◆ Text provided:
※ ※ ※
Objective: To study the relationship between four cognitive screens (Mini-Mental State Examination [MMSE], Mini-Cog, Medication Transfer Screen [MTS], and Medi-Cog [Mini-Cog + MTS]) and pillbox concordance.
Design: Prospective cross-sectional pilot study.
Setting: Primary care federal health care system.
Participants: English literate inpatients not previously diagnosed or treated for dementia and without physical handicap preventing use of a pillbox.
Main outcome measure: Correlation between cognitive screens and prospective pill-count scores (PPCS).
Interventions: Mini-Cog, MTS, and MMSE screening was followed by a 28-compartment pillbox skills assessment. A passing PPCS was defined as correctly loading 80% of the medications in the pillbox. A PPCS of <80% identified patients for pillbox-organization education or supportive intervention. Variables associated with total and passing PPCS were analyzed by multivariate linear and logistic regression, respectively.
※ ※ ※
◆ Source information:
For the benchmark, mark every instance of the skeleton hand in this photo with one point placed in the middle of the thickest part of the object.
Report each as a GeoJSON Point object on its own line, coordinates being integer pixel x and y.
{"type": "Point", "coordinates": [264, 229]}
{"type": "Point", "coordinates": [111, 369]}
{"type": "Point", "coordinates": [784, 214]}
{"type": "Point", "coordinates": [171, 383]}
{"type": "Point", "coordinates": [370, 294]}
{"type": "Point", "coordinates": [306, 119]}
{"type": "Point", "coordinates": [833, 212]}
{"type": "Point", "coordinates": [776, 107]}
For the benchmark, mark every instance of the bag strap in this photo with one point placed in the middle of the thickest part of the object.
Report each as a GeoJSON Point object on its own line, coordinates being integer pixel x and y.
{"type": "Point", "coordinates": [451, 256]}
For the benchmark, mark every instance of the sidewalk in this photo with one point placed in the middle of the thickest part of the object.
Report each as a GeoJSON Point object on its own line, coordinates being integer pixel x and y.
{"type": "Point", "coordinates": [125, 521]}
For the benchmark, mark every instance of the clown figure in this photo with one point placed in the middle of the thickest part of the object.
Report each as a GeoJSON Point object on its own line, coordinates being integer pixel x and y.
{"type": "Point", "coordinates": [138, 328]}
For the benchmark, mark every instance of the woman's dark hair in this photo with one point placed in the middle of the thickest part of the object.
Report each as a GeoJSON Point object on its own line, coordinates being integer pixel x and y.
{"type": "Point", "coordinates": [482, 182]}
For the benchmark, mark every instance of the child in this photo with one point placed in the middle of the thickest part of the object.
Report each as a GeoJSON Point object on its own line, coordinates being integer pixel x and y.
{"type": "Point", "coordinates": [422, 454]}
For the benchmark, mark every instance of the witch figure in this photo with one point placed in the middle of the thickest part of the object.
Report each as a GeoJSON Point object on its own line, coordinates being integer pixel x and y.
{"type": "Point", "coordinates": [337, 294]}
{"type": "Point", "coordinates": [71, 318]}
※ ※ ※
◆ The task: Continue the abstract of the pilot study on cognitive screens and pillbox concordance, starting right after its last sentence.

◆ Expected output:
Results: Fifty-three patients discharged on >1 medication completed all screenings. Other than cognitive screening, only age was associated with total and passing PPCS. After adjustment for age, Medi-Cog had the highest correlation with total PPCS [r2=0.53; P<0.001), whereas Mini-Cog was the single cognitive assessment that remained significantly associated with a passing PPCS (r2=0.23; P=0.023). Age-adjusted models, including MMSE, had relatively poor association with total PPCS (r2=0.23; P=0.046) and no association with passing PPCS (r2=0.15; P=0.46). The Medi-Cog exhibited modest highest overall sensitivity (72%) and specificity (61%) to detect a passing PPCS.
Conclusion: MMSE is a relatively poor measure of the ability of patients to fill a pillbox. The Medi-Cog and Mini-Cog may have value for assessing pillbox concordance for patients who load their own pillboxes.